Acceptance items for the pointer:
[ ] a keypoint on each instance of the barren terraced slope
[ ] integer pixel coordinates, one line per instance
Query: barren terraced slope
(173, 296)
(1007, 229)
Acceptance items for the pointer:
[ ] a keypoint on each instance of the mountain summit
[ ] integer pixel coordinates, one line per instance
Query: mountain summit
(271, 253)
--
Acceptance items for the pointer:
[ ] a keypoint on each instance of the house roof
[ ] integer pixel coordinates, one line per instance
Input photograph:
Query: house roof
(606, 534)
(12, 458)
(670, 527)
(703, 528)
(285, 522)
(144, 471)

**Exercise details:** Report each line of the records above that contains the word "roof", copying every such line in full. Case counts, so uppercase and lowercase letters must match.

**Result for this task:**
[ ] a keypoint on each instance of the house roof
Query: house roof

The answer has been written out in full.